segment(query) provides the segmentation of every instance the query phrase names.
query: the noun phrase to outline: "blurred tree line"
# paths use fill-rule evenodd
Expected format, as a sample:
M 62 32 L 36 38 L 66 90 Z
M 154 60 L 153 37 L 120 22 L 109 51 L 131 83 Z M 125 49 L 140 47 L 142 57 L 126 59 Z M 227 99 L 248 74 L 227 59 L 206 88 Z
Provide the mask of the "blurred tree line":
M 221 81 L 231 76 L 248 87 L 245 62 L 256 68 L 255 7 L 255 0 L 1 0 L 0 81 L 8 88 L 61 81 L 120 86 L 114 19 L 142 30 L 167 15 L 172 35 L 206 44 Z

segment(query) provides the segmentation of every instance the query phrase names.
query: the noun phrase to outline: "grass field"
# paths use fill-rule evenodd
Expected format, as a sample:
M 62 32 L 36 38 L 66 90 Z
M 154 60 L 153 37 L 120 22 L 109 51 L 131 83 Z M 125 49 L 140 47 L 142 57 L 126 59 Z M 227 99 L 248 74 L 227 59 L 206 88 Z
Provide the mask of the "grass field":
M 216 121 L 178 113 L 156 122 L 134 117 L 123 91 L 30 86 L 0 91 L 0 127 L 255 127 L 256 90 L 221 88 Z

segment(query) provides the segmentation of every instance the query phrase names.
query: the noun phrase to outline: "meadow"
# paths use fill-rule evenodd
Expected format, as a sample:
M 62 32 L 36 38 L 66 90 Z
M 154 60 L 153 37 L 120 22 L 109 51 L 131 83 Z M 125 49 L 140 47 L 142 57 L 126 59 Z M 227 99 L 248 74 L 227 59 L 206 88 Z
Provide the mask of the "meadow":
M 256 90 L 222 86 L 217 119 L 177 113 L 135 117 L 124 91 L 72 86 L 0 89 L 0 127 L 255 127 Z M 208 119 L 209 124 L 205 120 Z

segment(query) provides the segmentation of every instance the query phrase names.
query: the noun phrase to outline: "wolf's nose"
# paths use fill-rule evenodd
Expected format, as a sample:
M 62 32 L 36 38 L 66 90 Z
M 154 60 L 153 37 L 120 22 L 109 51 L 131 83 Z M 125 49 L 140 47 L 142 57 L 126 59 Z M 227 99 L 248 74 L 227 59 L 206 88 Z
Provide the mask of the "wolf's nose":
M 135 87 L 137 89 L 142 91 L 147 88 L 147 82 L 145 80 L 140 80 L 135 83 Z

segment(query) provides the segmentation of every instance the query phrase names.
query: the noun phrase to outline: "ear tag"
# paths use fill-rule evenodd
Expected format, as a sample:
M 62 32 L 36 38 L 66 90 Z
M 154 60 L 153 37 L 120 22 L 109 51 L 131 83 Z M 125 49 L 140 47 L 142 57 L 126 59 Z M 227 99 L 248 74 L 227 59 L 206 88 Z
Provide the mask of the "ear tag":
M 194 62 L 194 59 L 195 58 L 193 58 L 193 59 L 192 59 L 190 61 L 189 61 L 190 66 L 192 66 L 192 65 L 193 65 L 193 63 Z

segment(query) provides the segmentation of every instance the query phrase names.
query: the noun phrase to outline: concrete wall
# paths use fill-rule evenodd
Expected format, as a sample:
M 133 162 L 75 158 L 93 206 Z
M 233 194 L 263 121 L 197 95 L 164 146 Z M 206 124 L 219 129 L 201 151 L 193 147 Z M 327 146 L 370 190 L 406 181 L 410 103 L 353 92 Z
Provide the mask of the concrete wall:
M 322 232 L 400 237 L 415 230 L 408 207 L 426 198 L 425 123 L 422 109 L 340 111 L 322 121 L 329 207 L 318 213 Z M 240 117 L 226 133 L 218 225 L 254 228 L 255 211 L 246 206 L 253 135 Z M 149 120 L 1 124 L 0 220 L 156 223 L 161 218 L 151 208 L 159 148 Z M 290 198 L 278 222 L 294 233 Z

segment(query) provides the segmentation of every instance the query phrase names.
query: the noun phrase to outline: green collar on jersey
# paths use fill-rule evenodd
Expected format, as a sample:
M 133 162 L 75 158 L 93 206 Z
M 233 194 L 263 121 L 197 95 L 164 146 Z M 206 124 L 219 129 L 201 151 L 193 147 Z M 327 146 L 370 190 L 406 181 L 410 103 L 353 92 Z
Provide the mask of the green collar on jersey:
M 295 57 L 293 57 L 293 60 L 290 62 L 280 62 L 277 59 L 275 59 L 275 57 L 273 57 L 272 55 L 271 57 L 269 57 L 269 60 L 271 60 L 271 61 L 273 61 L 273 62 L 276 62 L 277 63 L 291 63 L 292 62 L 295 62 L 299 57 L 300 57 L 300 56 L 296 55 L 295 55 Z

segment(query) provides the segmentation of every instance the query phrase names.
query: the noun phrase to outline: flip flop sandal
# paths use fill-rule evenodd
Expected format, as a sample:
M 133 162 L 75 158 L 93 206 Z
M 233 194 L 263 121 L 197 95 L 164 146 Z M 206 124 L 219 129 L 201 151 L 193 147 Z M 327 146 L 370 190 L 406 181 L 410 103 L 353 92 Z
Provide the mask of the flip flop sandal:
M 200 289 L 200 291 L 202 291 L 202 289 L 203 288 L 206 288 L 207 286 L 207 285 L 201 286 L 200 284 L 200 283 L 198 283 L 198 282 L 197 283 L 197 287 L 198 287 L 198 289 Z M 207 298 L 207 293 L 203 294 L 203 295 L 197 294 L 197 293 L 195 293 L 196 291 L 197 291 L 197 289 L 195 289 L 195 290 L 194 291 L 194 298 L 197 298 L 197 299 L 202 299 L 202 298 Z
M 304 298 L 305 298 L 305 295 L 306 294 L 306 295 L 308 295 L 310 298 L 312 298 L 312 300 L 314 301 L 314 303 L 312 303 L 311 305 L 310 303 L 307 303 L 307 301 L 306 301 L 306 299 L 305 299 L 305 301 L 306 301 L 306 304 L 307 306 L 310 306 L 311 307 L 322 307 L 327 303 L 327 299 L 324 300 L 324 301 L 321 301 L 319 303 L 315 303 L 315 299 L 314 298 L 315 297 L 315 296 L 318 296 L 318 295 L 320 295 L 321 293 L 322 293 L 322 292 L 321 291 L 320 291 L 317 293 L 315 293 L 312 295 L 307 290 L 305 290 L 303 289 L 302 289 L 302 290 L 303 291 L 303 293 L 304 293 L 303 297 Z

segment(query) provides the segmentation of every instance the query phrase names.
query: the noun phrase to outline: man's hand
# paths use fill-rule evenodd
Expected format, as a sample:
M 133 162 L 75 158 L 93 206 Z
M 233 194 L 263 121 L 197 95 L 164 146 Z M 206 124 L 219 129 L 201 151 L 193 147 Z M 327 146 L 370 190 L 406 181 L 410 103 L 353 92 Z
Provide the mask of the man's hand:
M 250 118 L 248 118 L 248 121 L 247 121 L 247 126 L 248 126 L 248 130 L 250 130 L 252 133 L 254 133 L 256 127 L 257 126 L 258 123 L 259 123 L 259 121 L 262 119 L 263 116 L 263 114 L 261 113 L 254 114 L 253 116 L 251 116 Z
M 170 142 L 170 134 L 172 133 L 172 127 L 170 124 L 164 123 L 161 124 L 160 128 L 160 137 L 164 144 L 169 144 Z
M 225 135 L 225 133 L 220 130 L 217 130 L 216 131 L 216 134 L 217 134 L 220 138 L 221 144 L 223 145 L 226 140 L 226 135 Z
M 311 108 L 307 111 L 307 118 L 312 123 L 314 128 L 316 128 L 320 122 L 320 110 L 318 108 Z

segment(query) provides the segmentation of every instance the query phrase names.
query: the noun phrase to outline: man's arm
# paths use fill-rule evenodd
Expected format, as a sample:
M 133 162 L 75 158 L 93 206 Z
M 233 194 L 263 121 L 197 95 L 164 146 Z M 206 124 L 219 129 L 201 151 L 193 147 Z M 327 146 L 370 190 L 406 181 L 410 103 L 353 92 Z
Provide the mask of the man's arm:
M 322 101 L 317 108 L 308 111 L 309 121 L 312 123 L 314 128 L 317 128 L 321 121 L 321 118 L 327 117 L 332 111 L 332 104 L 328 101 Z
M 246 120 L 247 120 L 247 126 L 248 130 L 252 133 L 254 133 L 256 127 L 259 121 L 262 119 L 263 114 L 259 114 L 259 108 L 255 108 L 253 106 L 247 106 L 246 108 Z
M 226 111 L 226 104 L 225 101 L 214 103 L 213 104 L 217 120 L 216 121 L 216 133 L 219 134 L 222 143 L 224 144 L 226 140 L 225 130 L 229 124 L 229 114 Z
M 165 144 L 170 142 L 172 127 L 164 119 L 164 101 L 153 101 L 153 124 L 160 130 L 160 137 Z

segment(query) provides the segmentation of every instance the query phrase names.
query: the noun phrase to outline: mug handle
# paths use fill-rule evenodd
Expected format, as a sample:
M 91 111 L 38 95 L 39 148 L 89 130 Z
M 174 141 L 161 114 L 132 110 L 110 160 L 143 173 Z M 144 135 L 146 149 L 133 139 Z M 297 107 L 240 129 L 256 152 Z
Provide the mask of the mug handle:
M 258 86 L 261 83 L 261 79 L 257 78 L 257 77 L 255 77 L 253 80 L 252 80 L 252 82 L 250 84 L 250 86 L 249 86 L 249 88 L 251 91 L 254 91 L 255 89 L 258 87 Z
============
§ **Görev yönergeleri**:
Yukarıdaki kayıtlarda "mask" sözcüğünün geçtiği satırları say. Yalnızca bu sayıyı yaz.

§ **Yanıt**:
11